→ **Data for this task**:
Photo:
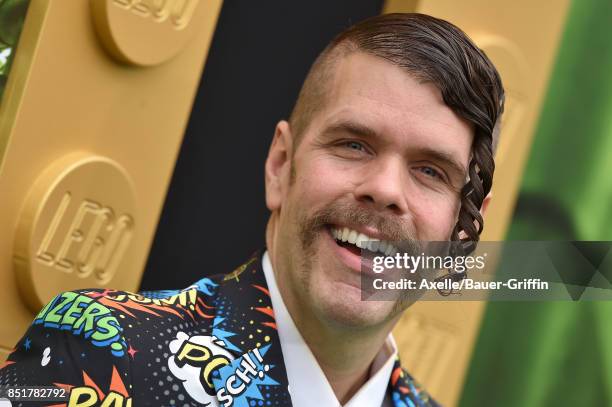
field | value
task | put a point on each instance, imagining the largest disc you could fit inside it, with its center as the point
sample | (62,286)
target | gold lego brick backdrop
(91,120)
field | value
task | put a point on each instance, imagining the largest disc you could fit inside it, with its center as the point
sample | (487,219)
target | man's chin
(341,304)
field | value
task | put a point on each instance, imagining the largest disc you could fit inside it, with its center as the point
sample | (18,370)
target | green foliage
(12,15)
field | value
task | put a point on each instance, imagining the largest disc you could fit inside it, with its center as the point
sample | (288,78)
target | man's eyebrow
(351,127)
(443,157)
(359,129)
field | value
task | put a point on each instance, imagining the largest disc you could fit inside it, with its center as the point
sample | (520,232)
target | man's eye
(353,145)
(430,172)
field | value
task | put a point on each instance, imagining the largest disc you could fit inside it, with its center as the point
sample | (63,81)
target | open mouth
(356,242)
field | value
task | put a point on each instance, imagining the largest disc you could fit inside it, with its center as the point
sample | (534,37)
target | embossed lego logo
(177,12)
(94,242)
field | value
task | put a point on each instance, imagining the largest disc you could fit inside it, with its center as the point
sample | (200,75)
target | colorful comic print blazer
(213,343)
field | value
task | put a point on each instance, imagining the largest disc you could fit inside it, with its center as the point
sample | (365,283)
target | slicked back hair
(432,51)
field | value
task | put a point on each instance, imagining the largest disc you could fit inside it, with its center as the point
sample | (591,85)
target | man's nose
(384,187)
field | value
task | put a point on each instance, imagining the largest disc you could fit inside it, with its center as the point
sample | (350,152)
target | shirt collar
(308,385)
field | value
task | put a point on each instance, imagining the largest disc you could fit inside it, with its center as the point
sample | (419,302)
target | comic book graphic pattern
(214,343)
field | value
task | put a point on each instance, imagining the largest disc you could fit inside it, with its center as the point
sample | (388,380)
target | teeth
(374,245)
(364,241)
(382,247)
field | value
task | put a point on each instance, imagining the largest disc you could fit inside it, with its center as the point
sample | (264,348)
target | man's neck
(345,357)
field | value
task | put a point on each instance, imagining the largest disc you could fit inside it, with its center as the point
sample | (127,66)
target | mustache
(391,229)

→ **Exercise brief**: Transcribe each line above exactly, pictures excluded.

→ **Exercise response**:
Photo:
field | value
task | put a point on each instance, imagining the largest disc you could fit inside it, with its center as the point
sample | (62,286)
target | gold lego brick backdrop
(91,120)
field | value
task | put a point on each instance, imagining the largest disc you could fit inside it, with its center as the point
sample | (487,219)
target | man's chin
(341,304)
field | value
task | put a point on each instance, imagining the largest disc you could fit inside it, with its center as the point
sample | (18,370)
target | green foliage
(12,15)
field | value
task | put a point on each instance, imagining the largest disc you could fit inside it, with its center as the point
sample | (288,78)
target | man's eyebrow
(351,127)
(443,157)
(359,129)
field | value
task | put a point on each instance, imagining the largest disc you could fit inside it, with its center as the point
sample | (520,232)
target | man's eye
(353,145)
(430,172)
field | value
task | put a point on each instance, imagining the largest disc you could fit inside it, with its center as the point
sample | (63,81)
target | open mouth
(356,242)
field | value
task | put a point on each instance, imagining the largest disc you could fit inside it, with its center as the point
sample | (534,37)
target | embossed lego logo
(177,12)
(94,242)
field | value
task | put a point on each instance, imagining the largest disc you could fit inside it, with its center as the point
sample | (200,75)
target | colorful comic print blazer
(213,343)
field | value
task | put a point on each instance, imagining the largest disc you could fit inside it, with its center as the point
sample | (365,283)
target | slicked back hair
(432,51)
field | value
task | put a point on each instance, imagining the largest disc you could fit inside it, with its center as the point
sample | (591,85)
target | man's nose
(384,187)
field | value
task | put a point on each instance, imagining the largest disc you could fit inside it, with its center as the point
sample | (350,152)
target | shirt collar
(308,385)
field | value
task | put a point on each instance, imagining the largest disc you could fit inside it, with its center as the point
sample | (419,302)
target | comic book graphic pattern
(214,343)
field | value
task | put a point on each instance, imagining the largest disc you could fit inside it, with its center as the point
sample | (388,380)
target | teeth
(374,245)
(364,241)
(382,247)
field | value
task | put a point on each instance, imagining the largest disc you could fit inside it, with its center as the point
sample | (264,348)
target | man's neck
(345,357)
field | value
task | put a point on each instance, imagining the largest disc you could fit inside it, with its center as the point
sample | (127,66)
target | mustache
(391,229)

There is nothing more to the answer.